*SUPPLIED RECORDS:*
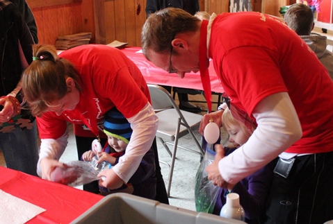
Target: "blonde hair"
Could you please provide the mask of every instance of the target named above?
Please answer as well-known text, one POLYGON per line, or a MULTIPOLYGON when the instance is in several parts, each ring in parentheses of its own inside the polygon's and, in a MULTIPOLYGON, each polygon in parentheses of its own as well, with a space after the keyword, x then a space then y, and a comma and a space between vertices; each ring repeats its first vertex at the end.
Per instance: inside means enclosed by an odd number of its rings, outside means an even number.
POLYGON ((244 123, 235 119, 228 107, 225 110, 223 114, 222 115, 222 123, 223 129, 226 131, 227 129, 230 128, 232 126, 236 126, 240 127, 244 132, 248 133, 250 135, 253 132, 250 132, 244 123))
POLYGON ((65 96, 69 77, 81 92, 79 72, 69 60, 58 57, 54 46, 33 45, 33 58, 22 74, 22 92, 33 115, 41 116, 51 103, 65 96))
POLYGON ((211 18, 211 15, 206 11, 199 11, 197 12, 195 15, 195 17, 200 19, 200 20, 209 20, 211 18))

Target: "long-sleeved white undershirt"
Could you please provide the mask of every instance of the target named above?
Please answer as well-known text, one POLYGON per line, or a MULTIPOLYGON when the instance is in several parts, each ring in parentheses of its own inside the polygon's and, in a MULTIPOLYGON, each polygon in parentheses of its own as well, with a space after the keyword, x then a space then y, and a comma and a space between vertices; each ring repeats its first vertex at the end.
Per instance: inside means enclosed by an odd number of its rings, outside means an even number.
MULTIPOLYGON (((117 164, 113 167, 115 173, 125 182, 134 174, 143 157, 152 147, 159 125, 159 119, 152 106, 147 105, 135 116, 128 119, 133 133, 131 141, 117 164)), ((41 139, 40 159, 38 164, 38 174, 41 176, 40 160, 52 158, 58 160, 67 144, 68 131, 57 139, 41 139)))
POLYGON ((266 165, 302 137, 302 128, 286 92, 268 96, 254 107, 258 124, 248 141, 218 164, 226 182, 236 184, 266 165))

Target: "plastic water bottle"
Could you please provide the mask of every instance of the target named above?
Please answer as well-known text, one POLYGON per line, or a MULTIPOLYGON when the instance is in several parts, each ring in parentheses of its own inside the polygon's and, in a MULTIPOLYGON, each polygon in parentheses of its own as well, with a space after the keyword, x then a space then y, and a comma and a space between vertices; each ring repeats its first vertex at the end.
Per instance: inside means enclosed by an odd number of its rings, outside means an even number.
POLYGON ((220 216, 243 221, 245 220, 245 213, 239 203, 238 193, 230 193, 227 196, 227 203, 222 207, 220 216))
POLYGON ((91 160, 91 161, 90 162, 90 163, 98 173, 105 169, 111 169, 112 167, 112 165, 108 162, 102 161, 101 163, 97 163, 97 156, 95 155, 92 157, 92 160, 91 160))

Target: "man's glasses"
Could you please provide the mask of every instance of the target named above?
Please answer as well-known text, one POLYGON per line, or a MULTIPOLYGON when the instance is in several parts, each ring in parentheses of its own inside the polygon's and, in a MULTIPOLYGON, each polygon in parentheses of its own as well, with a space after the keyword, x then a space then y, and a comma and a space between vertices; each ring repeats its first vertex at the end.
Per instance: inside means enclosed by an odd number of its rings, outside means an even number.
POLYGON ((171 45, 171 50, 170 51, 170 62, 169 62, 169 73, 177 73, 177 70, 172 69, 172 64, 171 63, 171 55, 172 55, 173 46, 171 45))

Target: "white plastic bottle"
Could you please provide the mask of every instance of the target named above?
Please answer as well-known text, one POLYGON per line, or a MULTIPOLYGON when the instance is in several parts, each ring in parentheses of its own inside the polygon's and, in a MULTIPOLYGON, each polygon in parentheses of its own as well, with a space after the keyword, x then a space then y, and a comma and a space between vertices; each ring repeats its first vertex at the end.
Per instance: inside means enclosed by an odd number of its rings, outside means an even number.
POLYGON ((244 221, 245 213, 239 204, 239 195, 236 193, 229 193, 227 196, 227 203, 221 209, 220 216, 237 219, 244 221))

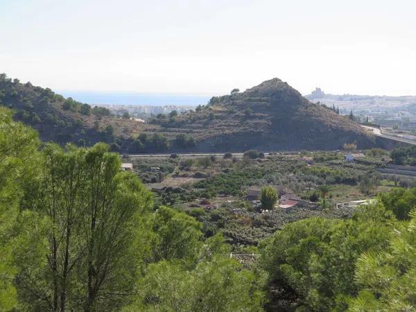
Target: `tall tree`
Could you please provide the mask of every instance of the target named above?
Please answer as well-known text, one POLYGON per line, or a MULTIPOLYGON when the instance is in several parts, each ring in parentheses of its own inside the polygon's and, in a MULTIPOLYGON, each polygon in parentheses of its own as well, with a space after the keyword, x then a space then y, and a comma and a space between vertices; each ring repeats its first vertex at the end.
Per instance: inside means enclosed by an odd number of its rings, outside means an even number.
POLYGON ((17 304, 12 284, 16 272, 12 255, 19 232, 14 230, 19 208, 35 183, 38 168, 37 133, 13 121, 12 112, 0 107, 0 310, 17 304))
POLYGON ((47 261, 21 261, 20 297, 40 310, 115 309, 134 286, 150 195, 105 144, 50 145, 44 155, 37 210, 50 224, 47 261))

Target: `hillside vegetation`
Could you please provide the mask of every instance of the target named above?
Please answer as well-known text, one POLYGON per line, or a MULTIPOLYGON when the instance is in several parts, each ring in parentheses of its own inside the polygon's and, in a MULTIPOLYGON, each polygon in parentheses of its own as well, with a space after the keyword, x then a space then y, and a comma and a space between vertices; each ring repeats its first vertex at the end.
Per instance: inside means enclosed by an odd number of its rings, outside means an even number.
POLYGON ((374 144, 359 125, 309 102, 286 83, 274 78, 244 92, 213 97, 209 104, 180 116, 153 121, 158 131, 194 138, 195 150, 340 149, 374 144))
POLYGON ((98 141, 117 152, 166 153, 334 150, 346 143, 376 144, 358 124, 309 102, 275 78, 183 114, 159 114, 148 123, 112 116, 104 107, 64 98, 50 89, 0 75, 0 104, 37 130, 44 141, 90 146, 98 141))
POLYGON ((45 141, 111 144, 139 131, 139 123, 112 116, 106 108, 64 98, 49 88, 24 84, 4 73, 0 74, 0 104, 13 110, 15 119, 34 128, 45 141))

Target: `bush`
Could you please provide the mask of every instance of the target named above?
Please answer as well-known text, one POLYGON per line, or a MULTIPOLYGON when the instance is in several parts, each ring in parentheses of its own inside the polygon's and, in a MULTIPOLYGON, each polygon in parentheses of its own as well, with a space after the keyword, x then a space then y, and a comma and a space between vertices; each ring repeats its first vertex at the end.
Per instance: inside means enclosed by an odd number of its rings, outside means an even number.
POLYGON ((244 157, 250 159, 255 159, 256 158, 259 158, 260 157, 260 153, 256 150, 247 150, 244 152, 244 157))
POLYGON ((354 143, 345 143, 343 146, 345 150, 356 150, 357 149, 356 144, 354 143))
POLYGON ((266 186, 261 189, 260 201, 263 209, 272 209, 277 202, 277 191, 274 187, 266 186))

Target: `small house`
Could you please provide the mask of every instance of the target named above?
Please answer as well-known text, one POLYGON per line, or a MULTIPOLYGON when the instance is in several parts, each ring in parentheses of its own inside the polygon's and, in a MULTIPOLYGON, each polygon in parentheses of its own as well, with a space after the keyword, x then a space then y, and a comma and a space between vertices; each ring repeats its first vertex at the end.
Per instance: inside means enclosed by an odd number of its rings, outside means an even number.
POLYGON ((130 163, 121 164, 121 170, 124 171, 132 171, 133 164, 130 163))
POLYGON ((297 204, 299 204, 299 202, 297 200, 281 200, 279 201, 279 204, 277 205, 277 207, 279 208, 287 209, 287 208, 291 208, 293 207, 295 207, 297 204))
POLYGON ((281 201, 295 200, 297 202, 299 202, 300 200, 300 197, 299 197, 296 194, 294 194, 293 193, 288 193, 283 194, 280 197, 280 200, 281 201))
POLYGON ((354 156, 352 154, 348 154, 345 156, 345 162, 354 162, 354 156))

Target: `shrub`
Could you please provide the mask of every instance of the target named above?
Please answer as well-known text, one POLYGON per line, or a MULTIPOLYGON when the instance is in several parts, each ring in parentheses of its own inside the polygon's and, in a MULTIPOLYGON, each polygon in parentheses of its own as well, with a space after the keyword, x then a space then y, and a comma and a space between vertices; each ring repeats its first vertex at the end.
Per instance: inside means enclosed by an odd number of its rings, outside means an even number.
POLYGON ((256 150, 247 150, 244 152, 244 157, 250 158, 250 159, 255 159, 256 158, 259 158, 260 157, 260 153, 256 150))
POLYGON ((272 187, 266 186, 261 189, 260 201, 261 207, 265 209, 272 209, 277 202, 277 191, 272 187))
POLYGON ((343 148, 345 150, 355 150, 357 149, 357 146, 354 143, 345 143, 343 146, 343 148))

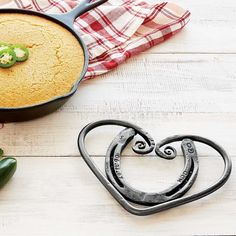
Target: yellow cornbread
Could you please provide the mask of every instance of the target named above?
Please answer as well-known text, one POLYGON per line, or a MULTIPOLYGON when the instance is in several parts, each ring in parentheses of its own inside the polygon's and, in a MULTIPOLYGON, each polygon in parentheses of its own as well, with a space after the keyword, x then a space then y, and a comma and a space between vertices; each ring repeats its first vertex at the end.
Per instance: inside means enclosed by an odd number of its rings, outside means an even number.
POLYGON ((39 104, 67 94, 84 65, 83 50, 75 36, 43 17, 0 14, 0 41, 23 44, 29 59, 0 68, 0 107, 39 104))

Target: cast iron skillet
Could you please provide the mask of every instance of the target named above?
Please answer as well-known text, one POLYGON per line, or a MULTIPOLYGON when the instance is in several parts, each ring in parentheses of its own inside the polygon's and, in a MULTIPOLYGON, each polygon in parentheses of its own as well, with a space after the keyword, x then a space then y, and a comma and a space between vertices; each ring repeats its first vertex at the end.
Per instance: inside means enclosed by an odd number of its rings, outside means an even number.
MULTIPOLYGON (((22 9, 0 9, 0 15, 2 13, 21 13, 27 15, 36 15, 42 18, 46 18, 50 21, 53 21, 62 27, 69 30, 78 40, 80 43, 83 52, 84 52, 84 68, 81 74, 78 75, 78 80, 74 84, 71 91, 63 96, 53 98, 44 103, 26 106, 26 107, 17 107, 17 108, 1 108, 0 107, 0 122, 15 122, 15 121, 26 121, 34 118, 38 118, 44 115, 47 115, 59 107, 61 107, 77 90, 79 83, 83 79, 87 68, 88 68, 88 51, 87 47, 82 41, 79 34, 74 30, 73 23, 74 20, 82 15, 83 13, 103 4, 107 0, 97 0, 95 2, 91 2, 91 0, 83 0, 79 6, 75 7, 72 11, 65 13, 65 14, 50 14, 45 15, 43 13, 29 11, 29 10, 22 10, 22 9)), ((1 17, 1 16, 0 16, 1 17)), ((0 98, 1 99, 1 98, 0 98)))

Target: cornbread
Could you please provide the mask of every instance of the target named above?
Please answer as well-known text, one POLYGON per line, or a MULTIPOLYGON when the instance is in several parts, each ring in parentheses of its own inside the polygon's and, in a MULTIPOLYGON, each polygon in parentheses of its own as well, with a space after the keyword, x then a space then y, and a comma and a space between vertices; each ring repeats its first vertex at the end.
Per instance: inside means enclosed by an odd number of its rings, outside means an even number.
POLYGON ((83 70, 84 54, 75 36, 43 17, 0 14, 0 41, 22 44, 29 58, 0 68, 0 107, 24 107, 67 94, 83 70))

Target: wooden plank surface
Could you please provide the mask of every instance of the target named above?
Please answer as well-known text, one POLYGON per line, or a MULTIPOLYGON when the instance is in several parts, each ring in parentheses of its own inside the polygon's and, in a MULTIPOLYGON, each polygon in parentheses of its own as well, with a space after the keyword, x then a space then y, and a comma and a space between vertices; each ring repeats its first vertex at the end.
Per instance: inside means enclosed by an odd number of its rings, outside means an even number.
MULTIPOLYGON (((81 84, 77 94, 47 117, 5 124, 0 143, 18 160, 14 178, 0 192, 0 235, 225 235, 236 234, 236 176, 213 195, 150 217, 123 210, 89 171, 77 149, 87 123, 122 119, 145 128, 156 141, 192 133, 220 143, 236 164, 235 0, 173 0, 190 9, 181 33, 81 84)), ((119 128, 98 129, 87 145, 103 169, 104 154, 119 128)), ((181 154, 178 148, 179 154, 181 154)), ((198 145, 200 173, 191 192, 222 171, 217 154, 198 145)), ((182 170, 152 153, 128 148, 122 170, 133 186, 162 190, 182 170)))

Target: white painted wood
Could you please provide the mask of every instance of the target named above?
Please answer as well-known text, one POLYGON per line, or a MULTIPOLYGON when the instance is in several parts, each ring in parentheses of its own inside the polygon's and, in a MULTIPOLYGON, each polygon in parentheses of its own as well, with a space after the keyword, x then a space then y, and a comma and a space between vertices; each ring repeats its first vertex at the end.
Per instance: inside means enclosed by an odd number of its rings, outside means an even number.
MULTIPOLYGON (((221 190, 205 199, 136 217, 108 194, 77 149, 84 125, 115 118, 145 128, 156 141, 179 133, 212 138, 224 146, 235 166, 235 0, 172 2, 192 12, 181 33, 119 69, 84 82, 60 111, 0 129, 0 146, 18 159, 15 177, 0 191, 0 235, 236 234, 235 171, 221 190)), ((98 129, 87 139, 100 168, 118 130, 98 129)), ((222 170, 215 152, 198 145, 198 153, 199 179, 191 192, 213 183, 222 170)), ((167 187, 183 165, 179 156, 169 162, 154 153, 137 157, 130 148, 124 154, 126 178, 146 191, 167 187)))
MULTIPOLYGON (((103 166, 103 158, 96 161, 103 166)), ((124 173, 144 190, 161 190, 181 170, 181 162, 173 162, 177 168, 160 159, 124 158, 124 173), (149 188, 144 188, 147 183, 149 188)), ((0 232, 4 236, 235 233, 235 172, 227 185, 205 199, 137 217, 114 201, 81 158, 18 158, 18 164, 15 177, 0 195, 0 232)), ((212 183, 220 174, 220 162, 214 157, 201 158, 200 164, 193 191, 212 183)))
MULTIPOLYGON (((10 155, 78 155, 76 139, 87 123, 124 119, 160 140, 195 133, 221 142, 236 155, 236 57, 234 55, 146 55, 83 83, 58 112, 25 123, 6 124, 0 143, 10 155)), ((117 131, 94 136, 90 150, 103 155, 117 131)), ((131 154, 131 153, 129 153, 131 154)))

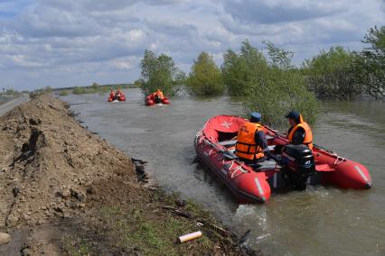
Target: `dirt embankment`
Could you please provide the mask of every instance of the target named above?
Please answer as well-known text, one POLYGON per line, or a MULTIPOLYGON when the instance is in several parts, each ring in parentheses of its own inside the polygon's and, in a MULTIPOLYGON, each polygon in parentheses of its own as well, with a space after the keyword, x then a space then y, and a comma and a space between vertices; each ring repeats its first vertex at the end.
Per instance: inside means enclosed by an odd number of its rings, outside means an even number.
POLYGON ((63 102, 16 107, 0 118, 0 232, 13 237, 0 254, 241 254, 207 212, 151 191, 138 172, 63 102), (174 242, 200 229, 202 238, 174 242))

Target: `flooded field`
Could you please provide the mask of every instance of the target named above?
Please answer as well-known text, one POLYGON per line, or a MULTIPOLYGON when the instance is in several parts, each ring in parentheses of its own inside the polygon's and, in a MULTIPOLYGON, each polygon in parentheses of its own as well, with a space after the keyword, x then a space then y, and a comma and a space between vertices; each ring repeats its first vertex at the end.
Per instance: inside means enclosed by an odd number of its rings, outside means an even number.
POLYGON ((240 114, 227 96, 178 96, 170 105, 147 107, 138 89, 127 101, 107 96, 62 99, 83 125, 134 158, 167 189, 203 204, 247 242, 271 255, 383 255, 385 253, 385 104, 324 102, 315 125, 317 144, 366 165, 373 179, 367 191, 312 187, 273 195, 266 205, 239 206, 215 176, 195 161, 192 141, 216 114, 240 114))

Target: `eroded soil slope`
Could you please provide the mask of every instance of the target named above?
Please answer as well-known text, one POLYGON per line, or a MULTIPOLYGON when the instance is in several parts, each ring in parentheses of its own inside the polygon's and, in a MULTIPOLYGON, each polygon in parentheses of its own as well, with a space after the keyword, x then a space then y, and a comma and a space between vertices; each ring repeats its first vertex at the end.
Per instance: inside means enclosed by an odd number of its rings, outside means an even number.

*THE EXERCISE:* Give the lines from the start of the rows above through the line containing "POLYGON ((244 123, 235" as a Markdown table with the columns No and Line, numbering each line and skipping blank lines and pictures.

*TASK OUTPUT:*
| No | Line |
|---|---|
| 1 | Target: "blonde hair" |
| 2 | Could you please provide the mask of every instance of the target named above? |
| 3 | Please answer as well-known text, one POLYGON per line, or a MULTIPOLYGON when the instance is in several parts, each ring in parentheses of its own inside the polygon's and, in a MULTIPOLYGON, each polygon in parentheses of its own as well, with a space after the keyword, x then a space then y, and a comma and a space between vertices; each ring repeats its first vertex at the end. |
| 4 | Per instance: inside means enclosed by an odd number of its rings, outside means an even number. |
| 5 | POLYGON ((244 123, 235 119, 228 107, 225 110, 223 114, 222 115, 222 123, 223 129, 226 131, 227 129, 230 128, 232 126, 236 126, 240 127, 244 132, 248 133, 250 135, 253 132, 250 132, 244 123)) |